BEGIN Raw data
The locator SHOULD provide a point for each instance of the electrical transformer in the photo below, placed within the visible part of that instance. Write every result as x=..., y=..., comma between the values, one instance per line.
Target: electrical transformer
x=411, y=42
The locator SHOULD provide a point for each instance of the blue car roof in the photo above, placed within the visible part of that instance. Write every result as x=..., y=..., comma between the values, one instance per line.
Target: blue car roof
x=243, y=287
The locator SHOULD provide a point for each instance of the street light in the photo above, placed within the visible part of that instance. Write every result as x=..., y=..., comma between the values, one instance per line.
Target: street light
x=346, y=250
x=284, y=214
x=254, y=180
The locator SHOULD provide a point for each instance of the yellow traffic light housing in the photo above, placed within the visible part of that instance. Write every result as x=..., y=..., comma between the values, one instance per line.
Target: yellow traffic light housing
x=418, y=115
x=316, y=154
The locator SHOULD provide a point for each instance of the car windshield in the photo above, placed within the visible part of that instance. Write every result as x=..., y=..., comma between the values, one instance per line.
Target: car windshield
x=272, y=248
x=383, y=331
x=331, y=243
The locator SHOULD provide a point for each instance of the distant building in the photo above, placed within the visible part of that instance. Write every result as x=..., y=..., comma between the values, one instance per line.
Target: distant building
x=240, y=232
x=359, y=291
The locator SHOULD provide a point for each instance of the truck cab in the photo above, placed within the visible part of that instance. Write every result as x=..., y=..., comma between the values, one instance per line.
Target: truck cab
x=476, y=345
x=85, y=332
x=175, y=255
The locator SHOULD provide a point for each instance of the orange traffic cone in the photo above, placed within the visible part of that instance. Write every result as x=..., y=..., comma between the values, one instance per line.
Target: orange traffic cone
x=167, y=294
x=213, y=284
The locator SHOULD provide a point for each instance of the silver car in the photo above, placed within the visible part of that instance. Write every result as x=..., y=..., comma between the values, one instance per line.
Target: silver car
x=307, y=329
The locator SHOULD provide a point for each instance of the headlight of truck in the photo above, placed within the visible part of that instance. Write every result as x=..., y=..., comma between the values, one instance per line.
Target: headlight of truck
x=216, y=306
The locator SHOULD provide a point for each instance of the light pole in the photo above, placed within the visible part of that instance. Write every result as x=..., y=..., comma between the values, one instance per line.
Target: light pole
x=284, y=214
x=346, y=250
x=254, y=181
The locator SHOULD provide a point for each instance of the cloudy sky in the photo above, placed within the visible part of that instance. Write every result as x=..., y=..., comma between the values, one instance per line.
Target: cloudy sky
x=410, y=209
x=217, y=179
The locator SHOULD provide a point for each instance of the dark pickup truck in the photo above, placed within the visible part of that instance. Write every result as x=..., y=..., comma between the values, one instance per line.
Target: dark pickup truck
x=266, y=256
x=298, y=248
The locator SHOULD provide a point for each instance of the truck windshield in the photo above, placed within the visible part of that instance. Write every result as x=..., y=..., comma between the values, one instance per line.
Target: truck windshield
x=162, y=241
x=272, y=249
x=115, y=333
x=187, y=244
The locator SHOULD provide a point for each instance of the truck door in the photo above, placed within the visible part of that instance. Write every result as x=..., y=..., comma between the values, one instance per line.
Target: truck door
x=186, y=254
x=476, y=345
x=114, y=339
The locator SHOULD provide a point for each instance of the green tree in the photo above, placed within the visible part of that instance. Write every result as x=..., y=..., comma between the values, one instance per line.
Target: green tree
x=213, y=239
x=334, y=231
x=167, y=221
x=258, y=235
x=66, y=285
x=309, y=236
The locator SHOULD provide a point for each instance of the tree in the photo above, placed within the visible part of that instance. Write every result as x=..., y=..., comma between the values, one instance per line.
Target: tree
END Raw data
Could you output the records in full, exactly as written?

The locator SHOULD provide a point for each instance of the electrical transformer in the photo below, placed within the visible part of that instance. Write every result as x=..., y=..., comma between the values, one instance per line.
Target: electrical transformer
x=411, y=42
The locator SHOULD provide a point for each instance of the blue car roof in the photo above, placed within the visible part of that instance. Write every result as x=..., y=..., comma between the values, one instance per line.
Target: blue car roof
x=243, y=287
The locator SHOULD provide a point for each instance of the street light in the photo above, placed within the visible part of that instance. Write every result as x=..., y=..., comma between the values, one instance per line.
Target: street light
x=346, y=250
x=284, y=214
x=254, y=180
The locator SHOULD provide a point for each instance of the yellow traffic light housing in the photo above, placed within the visible part of that instance. Write every result as x=..., y=..., comma between the values, one instance per line.
Target: yellow traffic light housing
x=418, y=115
x=316, y=154
The locator SHOULD provide a point for each instance of the car windshield in the photo above, placed within the visible part of that instance. Write every result as x=..., y=..., comma between the values, one instance per line.
Target: car windshield
x=272, y=248
x=383, y=331
x=331, y=243
The locator SHOULD provide a point for each instance of the distant building in the photo above, placed within the visible part of that instance. Write every result as x=..., y=..., comma between the values, one instance per line.
Target: distant building
x=240, y=232
x=359, y=291
The locator SHOULD provide a point for each instance of the truck cab in the photo above, placed within the visible part of that instance. Write every result as x=..., y=..., comma between the values, one instance per line.
Target: truck cab
x=476, y=345
x=85, y=332
x=175, y=255
The locator SHOULD provide a point for each instance of the orange traffic cone in the photo above, placed within the visible part of that instance. Write every result as x=..., y=..., comma between the values, one instance per line.
Target: orange traffic cone
x=167, y=294
x=213, y=284
The locator SHOULD provide a point for each instance of the silver car in the photo above, placed within the visible part of that instance. Write every result as x=..., y=..., comma between the values, one instance per line.
Target: silver car
x=307, y=329
The locator SHOULD provide a point for each instance of the headlight of truck in the photo above, placed within the visible part of that instance. Write every result as x=..., y=..., comma between the values, one instance per line.
Target: headlight of truck
x=216, y=306
The locator SHOULD provide a point for each instance of the light pole in the photo above, placed within the visible part of that instance. Write every result as x=..., y=..., comma between the values, one instance per line.
Target: light pole
x=284, y=214
x=346, y=250
x=254, y=181
The locator SHOULD provide a point for each instance of the cloudy sky in the photo above, placed within the visible part of that instance. Write every result as x=..., y=..., comma between the values, one instance per line.
Target: cloudy sky
x=410, y=209
x=217, y=179
The locator SHOULD provide a point for each instance of the dark pickup truck in the photo above, placed within the visible part of that instance. Write every result as x=..., y=..., comma between the values, one instance per line.
Target: dark pickup truck
x=266, y=256
x=298, y=248
The locator SHOULD provide a point for each instance of the truck windshield in the photo above, placed within the visible part of that instance. Write every result as x=..., y=..., comma between the values, one instance per line.
Target: truck windshield
x=162, y=241
x=272, y=249
x=115, y=333
x=187, y=244
The locator SHOULD provide a point for each instance of the truck door in the photo above, placed within the visible part of that instance. Write every result as x=..., y=..., comma between the values, one instance per line.
Target: truck door
x=186, y=254
x=476, y=345
x=114, y=339
The locator SHOULD provide a point for each instance of the green tree in the photo above, placed within the visible part of that instance. Write every result as x=..., y=..., comma between the values, one instance per line.
Target: green tree
x=213, y=239
x=334, y=231
x=167, y=221
x=258, y=235
x=66, y=285
x=309, y=236
The locator SHOULD provide a point for each instance of the tree in the photo above, placed within the visible part of that instance. Write every result as x=..., y=..., comma between the values, one instance per line.
Target: tree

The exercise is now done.